REQUEST -
What is needed is an exact repeat of the lines from the line containing "Each instance of the reflection" through the final line of the entries below, and nothing else.
+ + + + + + +
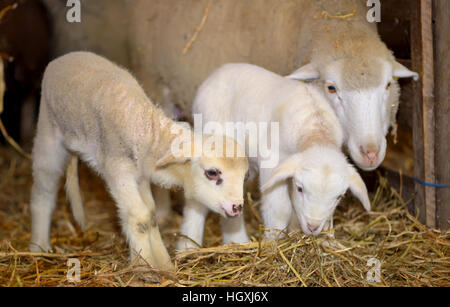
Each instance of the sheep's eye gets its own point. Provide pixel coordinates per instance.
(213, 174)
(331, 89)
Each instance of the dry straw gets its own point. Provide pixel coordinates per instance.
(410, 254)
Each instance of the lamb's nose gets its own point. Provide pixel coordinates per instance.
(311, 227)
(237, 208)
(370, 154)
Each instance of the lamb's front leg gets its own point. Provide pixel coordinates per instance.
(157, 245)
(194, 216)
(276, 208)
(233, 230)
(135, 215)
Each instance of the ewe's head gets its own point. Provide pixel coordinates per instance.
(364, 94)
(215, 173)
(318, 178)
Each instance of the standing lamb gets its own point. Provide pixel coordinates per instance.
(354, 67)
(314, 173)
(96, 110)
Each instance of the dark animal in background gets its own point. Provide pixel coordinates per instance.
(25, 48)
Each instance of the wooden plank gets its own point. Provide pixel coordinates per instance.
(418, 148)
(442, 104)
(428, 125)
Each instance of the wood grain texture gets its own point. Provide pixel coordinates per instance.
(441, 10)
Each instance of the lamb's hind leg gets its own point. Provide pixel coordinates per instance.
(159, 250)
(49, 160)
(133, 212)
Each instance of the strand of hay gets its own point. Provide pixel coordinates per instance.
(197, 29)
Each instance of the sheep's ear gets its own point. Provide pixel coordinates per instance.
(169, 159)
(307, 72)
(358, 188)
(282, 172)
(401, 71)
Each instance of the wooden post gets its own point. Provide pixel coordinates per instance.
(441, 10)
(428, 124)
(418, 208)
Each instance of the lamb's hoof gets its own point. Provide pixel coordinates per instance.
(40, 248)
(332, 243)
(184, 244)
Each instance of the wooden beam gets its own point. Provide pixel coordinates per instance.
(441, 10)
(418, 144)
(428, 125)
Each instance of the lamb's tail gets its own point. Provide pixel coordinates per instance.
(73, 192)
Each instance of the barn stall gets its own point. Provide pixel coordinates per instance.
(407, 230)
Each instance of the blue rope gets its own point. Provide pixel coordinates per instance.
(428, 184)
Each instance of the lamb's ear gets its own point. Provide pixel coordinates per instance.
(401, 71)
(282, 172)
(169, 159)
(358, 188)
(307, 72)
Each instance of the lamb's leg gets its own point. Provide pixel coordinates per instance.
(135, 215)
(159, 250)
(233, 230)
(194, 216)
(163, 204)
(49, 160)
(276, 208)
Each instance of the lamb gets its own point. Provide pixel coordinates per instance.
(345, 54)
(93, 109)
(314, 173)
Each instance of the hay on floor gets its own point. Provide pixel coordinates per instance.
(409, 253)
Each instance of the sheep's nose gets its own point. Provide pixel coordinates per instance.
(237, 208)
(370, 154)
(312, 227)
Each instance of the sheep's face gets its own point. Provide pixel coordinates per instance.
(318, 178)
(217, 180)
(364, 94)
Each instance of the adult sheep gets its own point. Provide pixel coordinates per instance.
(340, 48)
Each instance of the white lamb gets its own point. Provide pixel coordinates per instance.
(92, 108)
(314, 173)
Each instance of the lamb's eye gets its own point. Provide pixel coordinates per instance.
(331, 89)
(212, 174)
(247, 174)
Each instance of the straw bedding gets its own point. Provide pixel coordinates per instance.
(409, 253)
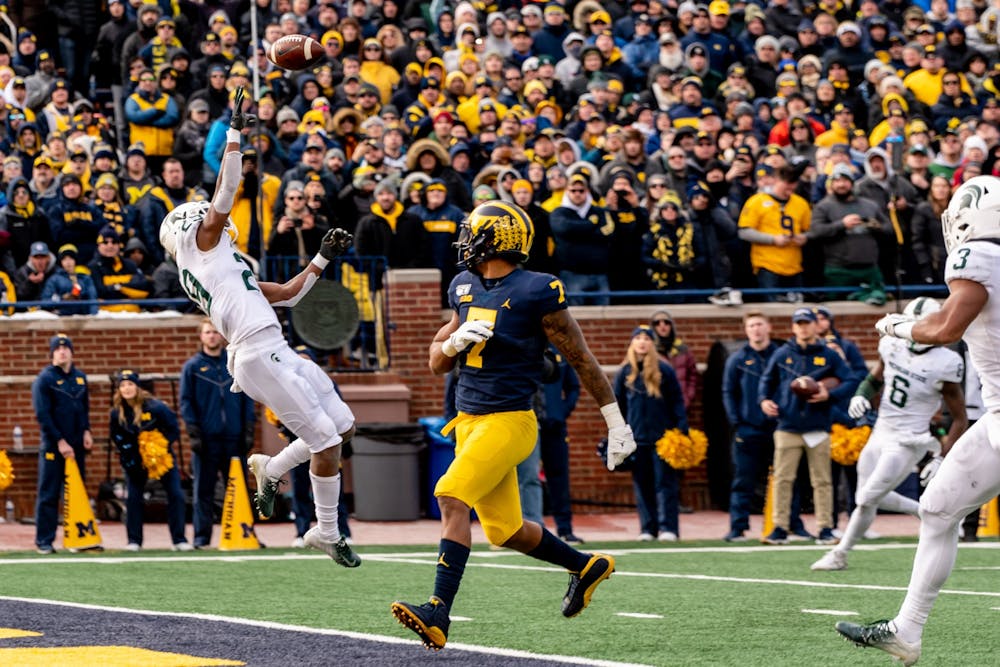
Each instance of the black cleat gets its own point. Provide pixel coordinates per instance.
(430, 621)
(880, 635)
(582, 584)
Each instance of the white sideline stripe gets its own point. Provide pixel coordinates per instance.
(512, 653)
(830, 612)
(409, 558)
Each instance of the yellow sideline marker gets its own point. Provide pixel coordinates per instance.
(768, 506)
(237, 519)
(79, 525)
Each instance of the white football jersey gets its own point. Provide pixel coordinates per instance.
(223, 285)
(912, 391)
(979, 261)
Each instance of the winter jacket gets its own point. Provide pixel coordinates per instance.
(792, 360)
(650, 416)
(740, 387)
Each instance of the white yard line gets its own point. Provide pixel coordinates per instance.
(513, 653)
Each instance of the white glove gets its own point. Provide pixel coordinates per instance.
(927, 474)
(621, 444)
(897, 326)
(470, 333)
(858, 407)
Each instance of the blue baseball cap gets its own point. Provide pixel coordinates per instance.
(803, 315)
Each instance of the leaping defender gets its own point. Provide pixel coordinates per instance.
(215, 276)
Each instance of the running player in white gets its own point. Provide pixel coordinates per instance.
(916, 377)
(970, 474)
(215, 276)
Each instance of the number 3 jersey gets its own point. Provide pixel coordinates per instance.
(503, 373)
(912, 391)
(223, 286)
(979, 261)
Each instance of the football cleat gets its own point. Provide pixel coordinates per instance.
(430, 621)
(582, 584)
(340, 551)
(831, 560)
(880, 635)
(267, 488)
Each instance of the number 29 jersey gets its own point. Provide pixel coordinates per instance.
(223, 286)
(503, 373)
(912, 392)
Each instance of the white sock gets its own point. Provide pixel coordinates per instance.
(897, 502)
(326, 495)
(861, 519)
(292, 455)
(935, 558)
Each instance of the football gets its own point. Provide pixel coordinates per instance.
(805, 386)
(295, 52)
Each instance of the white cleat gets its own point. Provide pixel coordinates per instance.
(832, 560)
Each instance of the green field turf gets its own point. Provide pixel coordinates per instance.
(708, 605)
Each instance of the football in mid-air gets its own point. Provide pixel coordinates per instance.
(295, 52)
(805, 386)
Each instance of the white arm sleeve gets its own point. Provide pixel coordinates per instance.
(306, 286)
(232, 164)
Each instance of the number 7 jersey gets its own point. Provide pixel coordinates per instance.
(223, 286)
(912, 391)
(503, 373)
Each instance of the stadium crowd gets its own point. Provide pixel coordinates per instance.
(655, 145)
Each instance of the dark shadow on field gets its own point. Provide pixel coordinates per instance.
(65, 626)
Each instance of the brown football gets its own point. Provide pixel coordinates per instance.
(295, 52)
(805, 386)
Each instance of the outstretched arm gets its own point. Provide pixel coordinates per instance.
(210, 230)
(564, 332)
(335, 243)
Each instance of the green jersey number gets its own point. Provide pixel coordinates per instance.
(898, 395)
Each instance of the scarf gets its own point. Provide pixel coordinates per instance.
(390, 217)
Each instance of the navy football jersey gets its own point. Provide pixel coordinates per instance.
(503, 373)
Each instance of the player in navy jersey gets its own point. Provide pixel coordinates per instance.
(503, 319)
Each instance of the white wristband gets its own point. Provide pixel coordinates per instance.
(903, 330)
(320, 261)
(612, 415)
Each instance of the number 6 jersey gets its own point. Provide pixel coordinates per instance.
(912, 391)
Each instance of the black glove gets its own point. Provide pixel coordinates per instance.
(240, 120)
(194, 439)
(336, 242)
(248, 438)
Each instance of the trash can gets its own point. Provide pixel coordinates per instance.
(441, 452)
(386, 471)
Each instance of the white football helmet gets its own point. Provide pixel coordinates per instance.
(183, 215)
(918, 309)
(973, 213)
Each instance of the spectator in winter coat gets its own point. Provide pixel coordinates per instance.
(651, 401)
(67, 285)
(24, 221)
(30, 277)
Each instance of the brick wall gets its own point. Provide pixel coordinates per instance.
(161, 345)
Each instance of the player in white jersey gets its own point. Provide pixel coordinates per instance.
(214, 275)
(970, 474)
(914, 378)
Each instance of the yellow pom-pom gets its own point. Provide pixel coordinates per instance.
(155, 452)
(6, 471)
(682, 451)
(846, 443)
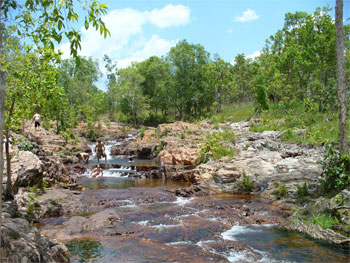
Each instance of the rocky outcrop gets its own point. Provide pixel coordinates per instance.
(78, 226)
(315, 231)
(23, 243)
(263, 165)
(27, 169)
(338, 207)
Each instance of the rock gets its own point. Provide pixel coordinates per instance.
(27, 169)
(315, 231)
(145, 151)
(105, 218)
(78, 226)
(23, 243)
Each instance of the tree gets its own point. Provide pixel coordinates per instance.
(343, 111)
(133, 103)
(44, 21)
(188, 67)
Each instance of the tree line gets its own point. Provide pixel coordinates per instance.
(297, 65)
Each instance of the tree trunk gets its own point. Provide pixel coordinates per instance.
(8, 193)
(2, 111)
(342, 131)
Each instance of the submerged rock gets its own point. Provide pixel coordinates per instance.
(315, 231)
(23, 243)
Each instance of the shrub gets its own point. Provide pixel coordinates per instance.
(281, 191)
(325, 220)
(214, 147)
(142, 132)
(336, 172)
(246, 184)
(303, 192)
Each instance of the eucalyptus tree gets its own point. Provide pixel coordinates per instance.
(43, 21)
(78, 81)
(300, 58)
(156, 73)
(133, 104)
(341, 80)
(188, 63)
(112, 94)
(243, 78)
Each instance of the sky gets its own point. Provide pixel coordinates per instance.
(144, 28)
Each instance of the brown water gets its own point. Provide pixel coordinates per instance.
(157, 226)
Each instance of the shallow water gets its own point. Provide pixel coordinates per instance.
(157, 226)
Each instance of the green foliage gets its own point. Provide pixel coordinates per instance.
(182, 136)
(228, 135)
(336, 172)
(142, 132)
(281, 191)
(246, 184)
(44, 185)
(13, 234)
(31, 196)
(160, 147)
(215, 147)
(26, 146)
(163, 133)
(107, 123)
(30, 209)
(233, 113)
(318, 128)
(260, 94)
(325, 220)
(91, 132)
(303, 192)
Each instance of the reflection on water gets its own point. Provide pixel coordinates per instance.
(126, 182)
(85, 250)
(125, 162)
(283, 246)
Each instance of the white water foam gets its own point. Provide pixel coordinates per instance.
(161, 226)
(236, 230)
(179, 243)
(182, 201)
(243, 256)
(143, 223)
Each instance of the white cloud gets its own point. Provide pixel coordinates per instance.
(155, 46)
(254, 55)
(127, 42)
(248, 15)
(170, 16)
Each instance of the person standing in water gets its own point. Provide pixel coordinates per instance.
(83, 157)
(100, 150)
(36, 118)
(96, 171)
+ + + + + + +
THE OUTPUT -
Each instance of the reflection on water gets its own point. Provide pixel coordinates per instance.
(126, 182)
(85, 250)
(125, 162)
(283, 246)
Each instance of the white water foam gets its own point. Provide pixel coordinates per instance.
(161, 226)
(236, 230)
(179, 243)
(182, 201)
(243, 256)
(143, 223)
Each instance of the white cloud gets its own point. Provide pixel coordinates per instance.
(155, 46)
(254, 55)
(127, 42)
(248, 15)
(170, 16)
Each instance of the person standing in water gets its own point. Provide pixel coordinates per instance.
(83, 157)
(100, 150)
(36, 118)
(96, 171)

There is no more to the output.